◆ Aim
Copy the lines from the one containing "of the black" to the one containing "of the recessed" word for word, including both of those lines.

◆ Supplied records
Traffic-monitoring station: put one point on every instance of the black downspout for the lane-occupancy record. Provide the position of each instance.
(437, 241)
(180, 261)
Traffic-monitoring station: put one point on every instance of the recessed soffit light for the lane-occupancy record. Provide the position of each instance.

* * *

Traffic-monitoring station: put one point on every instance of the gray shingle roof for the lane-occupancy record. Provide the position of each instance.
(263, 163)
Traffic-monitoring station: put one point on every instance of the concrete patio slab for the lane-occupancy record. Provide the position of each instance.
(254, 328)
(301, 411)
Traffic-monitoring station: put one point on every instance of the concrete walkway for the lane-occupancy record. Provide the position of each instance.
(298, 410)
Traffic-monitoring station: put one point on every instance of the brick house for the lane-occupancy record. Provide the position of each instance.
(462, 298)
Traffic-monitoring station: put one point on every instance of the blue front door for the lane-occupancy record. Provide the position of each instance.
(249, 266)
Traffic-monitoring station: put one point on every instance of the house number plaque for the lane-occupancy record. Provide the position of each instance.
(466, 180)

◆ Result for this exercise
Traffic-monitoring station: put one point on every instance of the black downspout for the lane-occupancy record. Provide the position of each instance.
(437, 241)
(180, 261)
Traffic-monitoring station: put one point on every instance of the recessed soffit light for the lane-occupancy record. Provide the position of each instance.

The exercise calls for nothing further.